◆ TASK PROMPT: Filter the data below, keeping only lines that contain "woman".

◆ MATERIAL FOR THIS TASK:
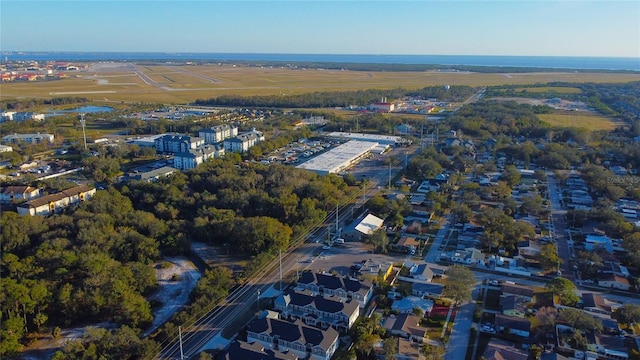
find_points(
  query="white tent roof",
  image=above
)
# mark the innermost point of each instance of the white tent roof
(369, 224)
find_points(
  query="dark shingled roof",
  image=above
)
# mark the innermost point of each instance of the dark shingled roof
(333, 282)
(245, 351)
(296, 331)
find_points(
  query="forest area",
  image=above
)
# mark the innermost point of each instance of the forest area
(96, 262)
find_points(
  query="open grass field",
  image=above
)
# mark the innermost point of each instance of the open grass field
(183, 84)
(550, 89)
(589, 121)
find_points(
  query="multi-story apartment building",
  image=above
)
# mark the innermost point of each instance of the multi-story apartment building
(176, 143)
(218, 133)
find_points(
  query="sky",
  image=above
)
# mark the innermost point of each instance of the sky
(515, 27)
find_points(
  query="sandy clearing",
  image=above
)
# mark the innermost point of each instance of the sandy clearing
(172, 294)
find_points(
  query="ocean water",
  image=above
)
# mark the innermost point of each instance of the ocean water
(550, 62)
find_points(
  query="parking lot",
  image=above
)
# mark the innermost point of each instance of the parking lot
(340, 257)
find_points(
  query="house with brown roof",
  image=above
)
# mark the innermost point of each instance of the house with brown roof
(596, 303)
(9, 194)
(512, 305)
(512, 325)
(516, 289)
(613, 281)
(54, 203)
(304, 341)
(504, 350)
(406, 325)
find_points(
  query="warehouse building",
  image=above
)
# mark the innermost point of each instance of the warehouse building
(339, 158)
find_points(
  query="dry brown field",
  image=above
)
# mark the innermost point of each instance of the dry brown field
(587, 120)
(183, 84)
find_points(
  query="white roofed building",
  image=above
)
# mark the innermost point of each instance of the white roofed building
(339, 158)
(243, 142)
(29, 138)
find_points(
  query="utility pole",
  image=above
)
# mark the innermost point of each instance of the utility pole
(280, 256)
(180, 335)
(84, 135)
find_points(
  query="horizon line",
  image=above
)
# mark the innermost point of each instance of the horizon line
(293, 53)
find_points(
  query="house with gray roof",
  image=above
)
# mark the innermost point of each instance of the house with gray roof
(304, 341)
(406, 325)
(329, 285)
(317, 310)
(256, 351)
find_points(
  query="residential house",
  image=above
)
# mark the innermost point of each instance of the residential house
(53, 203)
(503, 350)
(256, 351)
(512, 325)
(529, 248)
(432, 290)
(421, 272)
(516, 289)
(407, 244)
(406, 325)
(512, 305)
(408, 350)
(28, 138)
(408, 303)
(367, 226)
(329, 285)
(607, 346)
(594, 242)
(377, 267)
(10, 194)
(317, 310)
(305, 341)
(613, 281)
(468, 256)
(216, 134)
(596, 303)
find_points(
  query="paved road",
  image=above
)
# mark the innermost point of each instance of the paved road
(459, 339)
(560, 227)
(434, 251)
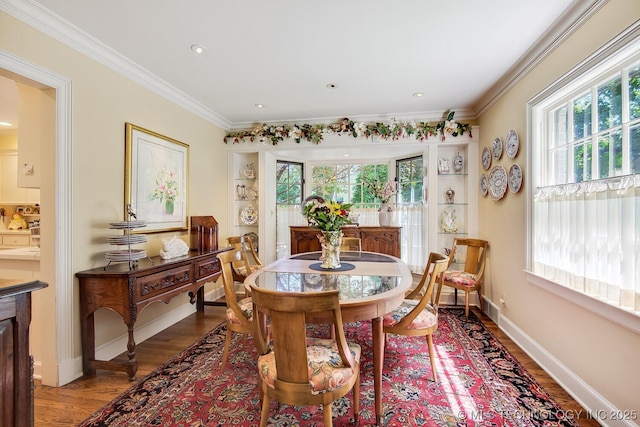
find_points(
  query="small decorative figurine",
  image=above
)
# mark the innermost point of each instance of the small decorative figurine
(458, 163)
(449, 194)
(443, 165)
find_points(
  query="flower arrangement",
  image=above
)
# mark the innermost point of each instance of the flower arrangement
(327, 216)
(315, 133)
(383, 191)
(166, 186)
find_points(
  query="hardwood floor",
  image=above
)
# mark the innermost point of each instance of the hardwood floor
(72, 403)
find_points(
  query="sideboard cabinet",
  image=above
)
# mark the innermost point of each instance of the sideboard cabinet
(384, 240)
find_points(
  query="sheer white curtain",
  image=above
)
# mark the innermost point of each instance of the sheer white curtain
(587, 237)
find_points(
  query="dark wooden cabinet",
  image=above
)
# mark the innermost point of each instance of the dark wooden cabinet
(128, 290)
(16, 371)
(384, 240)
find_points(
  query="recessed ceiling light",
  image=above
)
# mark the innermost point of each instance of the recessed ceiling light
(198, 48)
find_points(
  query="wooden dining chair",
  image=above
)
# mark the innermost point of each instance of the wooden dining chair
(239, 312)
(351, 244)
(296, 369)
(249, 262)
(417, 315)
(471, 277)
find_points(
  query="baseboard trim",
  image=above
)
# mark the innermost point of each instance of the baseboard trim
(596, 406)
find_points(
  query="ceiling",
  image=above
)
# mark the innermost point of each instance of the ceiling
(283, 54)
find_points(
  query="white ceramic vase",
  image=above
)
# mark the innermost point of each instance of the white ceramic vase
(385, 215)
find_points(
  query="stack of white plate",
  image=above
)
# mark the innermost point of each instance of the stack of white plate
(120, 225)
(126, 255)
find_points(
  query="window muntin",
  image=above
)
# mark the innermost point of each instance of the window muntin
(345, 182)
(409, 175)
(289, 183)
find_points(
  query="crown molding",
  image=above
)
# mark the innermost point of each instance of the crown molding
(568, 23)
(42, 19)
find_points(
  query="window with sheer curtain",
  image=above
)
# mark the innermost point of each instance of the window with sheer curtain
(585, 223)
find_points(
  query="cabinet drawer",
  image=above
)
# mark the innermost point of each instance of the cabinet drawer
(159, 283)
(22, 240)
(207, 267)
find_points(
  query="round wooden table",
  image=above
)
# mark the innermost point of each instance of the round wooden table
(374, 284)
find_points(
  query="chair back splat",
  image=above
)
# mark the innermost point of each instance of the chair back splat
(239, 312)
(471, 276)
(418, 314)
(288, 369)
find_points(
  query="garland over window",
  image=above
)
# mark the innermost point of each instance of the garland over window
(315, 133)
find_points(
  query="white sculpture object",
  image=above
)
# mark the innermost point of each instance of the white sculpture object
(173, 248)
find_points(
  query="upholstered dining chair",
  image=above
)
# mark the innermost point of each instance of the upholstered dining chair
(239, 312)
(417, 315)
(296, 369)
(351, 244)
(471, 277)
(249, 262)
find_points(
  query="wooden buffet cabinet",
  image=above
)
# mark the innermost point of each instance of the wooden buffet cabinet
(128, 290)
(16, 372)
(384, 240)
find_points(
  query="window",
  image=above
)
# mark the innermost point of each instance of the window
(585, 228)
(289, 190)
(409, 175)
(345, 183)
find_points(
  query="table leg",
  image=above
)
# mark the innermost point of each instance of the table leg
(378, 353)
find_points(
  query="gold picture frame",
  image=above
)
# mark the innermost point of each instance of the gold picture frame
(156, 180)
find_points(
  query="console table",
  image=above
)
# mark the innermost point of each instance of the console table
(16, 371)
(127, 291)
(383, 240)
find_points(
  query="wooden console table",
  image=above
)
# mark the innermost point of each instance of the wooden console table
(127, 291)
(16, 372)
(384, 240)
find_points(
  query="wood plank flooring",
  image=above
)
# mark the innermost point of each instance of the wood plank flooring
(72, 403)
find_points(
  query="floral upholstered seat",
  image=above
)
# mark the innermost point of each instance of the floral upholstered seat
(246, 305)
(426, 318)
(326, 370)
(461, 278)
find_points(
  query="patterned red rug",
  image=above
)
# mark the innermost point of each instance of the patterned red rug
(481, 384)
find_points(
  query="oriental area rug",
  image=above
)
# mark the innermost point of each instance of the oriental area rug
(480, 384)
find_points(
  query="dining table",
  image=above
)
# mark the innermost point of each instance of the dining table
(370, 285)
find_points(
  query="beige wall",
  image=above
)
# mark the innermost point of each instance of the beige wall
(601, 353)
(102, 101)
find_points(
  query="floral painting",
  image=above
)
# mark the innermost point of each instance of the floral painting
(156, 179)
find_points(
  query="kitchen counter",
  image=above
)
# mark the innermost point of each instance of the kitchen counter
(27, 253)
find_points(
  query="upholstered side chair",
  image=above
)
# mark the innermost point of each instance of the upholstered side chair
(296, 369)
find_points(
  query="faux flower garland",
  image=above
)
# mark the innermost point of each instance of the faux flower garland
(327, 216)
(315, 133)
(383, 191)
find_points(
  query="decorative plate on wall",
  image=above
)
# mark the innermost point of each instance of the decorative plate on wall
(515, 178)
(496, 147)
(484, 185)
(486, 158)
(249, 215)
(497, 182)
(512, 144)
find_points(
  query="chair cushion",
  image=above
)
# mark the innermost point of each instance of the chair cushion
(326, 371)
(246, 305)
(461, 278)
(242, 270)
(425, 319)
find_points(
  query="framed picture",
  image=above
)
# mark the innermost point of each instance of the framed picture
(156, 180)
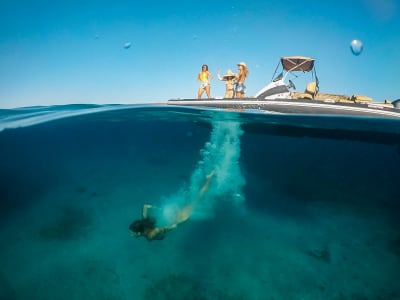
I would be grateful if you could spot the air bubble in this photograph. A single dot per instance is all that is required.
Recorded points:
(356, 47)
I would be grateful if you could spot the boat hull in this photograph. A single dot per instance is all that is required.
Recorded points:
(291, 106)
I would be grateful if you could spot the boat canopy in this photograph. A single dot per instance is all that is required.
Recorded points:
(297, 63)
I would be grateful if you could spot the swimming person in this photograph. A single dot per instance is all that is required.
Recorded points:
(205, 77)
(146, 226)
(229, 79)
(240, 79)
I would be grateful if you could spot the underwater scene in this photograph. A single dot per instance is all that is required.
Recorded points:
(256, 205)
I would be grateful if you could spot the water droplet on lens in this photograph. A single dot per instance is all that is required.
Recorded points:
(356, 47)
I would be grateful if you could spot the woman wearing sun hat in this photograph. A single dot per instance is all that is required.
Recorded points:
(240, 80)
(204, 76)
(229, 79)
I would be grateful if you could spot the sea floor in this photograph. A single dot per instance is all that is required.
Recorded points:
(73, 243)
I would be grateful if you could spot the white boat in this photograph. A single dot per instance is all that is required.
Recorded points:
(280, 96)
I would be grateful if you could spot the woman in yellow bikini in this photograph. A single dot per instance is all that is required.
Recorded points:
(146, 226)
(240, 80)
(205, 78)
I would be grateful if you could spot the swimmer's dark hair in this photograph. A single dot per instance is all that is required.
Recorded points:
(139, 226)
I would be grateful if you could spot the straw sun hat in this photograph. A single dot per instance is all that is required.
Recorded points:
(229, 74)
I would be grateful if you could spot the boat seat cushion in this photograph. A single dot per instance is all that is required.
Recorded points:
(361, 99)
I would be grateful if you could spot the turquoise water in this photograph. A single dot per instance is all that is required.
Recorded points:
(299, 207)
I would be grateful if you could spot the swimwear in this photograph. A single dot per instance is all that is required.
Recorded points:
(204, 84)
(240, 88)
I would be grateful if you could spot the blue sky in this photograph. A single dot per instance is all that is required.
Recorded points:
(55, 52)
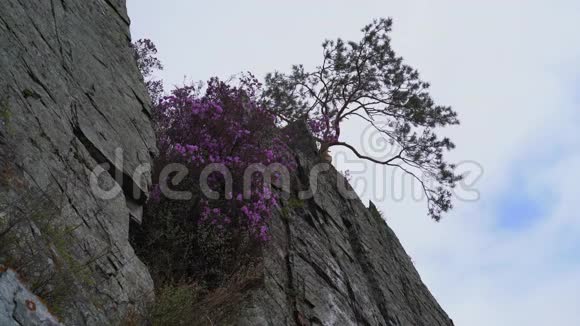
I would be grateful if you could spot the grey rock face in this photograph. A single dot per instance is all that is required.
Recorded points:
(20, 307)
(332, 261)
(70, 98)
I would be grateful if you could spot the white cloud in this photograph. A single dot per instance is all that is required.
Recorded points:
(511, 70)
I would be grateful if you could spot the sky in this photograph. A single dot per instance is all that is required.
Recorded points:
(509, 253)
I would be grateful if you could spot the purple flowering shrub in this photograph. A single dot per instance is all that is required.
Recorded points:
(199, 238)
(224, 126)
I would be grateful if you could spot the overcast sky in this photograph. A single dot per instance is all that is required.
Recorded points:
(511, 69)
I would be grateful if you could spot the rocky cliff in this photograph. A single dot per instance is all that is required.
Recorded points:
(71, 97)
(331, 261)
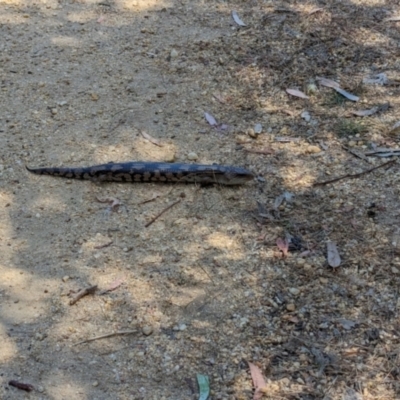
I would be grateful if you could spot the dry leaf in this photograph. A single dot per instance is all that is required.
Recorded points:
(364, 113)
(297, 93)
(379, 79)
(348, 95)
(258, 381)
(151, 139)
(210, 119)
(333, 255)
(286, 139)
(237, 19)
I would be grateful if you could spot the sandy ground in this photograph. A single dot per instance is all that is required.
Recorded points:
(204, 289)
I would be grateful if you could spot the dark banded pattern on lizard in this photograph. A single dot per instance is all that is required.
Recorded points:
(141, 171)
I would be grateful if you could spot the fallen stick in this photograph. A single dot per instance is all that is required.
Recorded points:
(352, 176)
(119, 333)
(23, 386)
(161, 213)
(82, 293)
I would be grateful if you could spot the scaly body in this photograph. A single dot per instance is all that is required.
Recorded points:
(141, 171)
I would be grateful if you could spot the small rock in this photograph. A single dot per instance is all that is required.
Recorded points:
(147, 330)
(192, 156)
(40, 336)
(312, 88)
(290, 307)
(182, 327)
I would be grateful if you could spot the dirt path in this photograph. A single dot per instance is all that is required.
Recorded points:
(204, 289)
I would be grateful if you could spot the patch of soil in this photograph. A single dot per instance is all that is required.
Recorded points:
(205, 288)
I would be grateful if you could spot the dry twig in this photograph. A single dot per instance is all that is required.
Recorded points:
(82, 293)
(119, 333)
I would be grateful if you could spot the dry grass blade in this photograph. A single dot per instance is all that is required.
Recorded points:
(334, 259)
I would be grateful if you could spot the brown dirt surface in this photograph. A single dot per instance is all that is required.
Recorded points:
(228, 275)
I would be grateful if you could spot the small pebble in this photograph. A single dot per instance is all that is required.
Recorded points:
(147, 330)
(290, 307)
(192, 156)
(312, 88)
(395, 270)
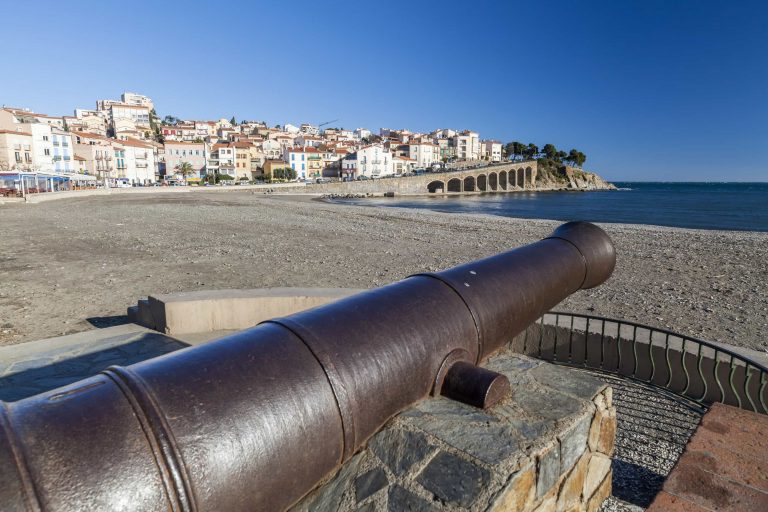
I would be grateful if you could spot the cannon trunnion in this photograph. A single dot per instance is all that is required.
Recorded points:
(255, 420)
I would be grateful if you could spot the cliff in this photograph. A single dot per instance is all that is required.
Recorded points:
(554, 175)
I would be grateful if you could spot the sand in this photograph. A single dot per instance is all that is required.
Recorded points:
(76, 264)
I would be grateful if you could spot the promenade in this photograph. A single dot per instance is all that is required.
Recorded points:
(67, 266)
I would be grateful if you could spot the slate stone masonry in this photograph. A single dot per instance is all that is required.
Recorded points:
(547, 448)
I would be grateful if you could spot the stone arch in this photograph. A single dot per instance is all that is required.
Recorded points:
(454, 185)
(435, 186)
(493, 181)
(482, 183)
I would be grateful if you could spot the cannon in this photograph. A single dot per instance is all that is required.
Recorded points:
(255, 420)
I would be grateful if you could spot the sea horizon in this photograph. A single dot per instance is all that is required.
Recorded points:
(735, 206)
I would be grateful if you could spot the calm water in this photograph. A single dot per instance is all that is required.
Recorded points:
(737, 206)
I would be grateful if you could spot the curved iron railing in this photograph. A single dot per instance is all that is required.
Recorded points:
(696, 369)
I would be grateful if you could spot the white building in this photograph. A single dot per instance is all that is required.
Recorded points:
(491, 150)
(467, 145)
(195, 153)
(309, 129)
(139, 162)
(63, 151)
(374, 161)
(297, 159)
(131, 98)
(424, 154)
(362, 133)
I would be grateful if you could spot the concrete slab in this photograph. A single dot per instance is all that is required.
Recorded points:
(219, 310)
(38, 366)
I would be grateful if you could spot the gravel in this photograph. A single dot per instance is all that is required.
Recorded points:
(70, 265)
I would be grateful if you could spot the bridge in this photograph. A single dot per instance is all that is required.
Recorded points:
(496, 178)
(504, 177)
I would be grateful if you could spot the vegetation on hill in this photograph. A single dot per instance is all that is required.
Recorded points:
(531, 151)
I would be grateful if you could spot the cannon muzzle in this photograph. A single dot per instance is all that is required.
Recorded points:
(255, 420)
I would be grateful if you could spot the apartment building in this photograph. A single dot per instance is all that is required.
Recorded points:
(139, 162)
(307, 162)
(374, 161)
(467, 144)
(16, 151)
(178, 152)
(95, 155)
(491, 150)
(131, 98)
(63, 151)
(424, 154)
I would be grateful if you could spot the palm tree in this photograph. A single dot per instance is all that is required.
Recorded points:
(185, 169)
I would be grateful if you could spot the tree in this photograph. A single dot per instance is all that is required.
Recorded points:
(532, 151)
(185, 169)
(514, 149)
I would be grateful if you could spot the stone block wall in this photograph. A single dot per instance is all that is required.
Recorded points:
(547, 448)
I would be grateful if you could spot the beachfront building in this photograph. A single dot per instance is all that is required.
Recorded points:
(307, 162)
(15, 150)
(139, 160)
(271, 165)
(491, 150)
(242, 160)
(63, 153)
(467, 144)
(349, 167)
(362, 133)
(374, 161)
(309, 129)
(424, 154)
(272, 149)
(402, 165)
(131, 98)
(95, 154)
(178, 152)
(297, 159)
(90, 121)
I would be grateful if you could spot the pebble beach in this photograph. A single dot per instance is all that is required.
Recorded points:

◆ WRITTEN ANSWER:
I would be grateful if you could spot the woman wearing sun hat in this photograph. A single dot per instance is all that is required.
I would be grateful if you could spot the woman in yellow bikini in this photograph. A single dot per instance is all that is required.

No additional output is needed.